▶ **TASK GOAL**
Show every line of the records below that contains the word "farthest".

▶ **SOURCE INFORMATION**
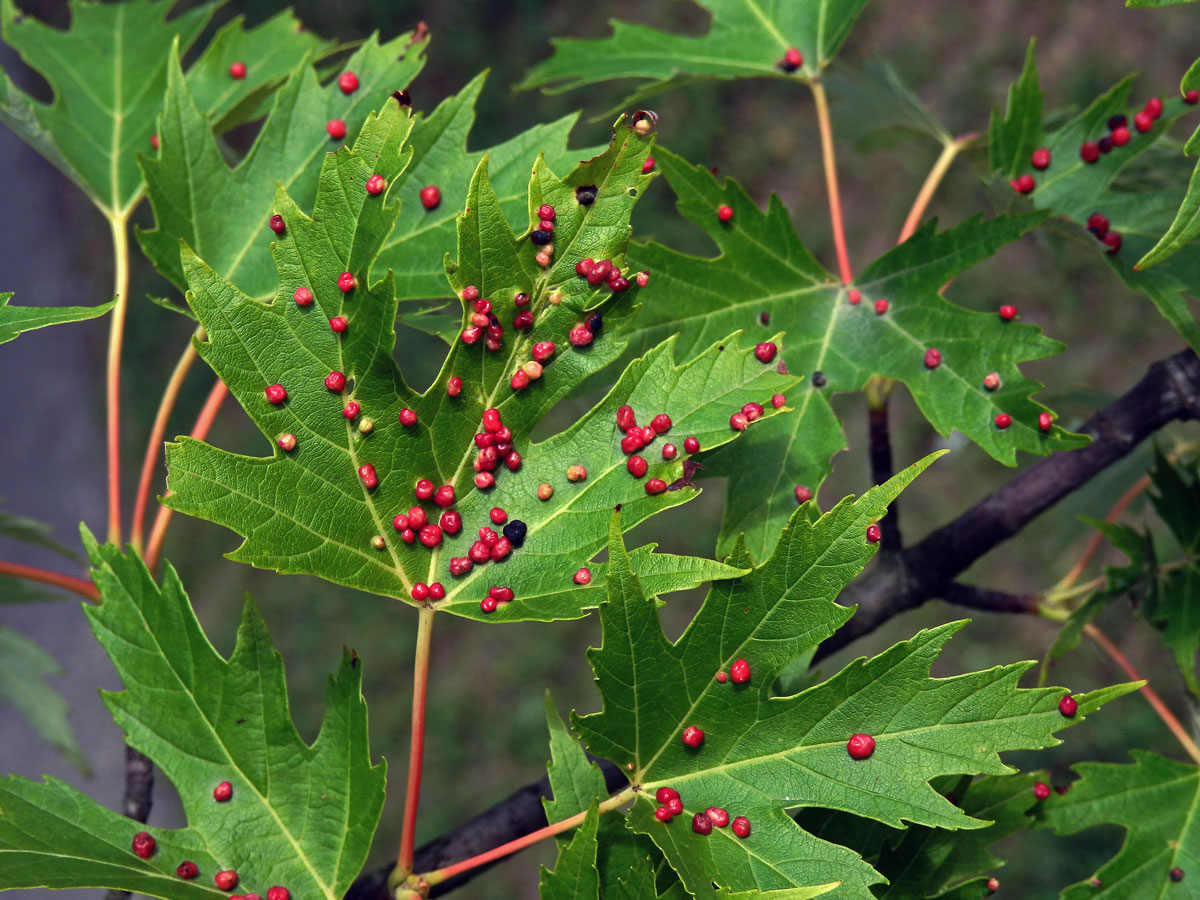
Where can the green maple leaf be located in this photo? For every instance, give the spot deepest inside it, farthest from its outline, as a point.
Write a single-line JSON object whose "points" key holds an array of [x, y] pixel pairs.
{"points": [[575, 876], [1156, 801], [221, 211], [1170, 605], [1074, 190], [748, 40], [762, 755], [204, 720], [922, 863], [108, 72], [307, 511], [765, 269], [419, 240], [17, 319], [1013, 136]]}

--

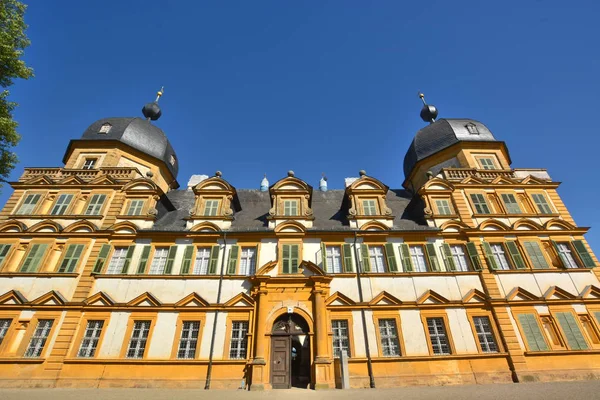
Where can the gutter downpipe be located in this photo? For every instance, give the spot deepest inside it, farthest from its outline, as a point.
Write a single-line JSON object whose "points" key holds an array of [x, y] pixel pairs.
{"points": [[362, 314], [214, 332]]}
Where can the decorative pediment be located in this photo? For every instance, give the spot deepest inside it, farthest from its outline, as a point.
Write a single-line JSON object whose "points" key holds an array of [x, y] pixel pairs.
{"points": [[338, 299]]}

▶ **OUTPUT**
Where can the green maple leaf be located in this photo? For every instance, give the spot deepest inside it, farthest from its outline, as a point.
Where can the gutter downpipe be located in this photo? For every instance, give the spot deepest inside it, farthest from its outline, as a point.
Where can the decorative pediment be located in this photo? For every instance, give the spot deepest inside it, farthest from its outline, as a point.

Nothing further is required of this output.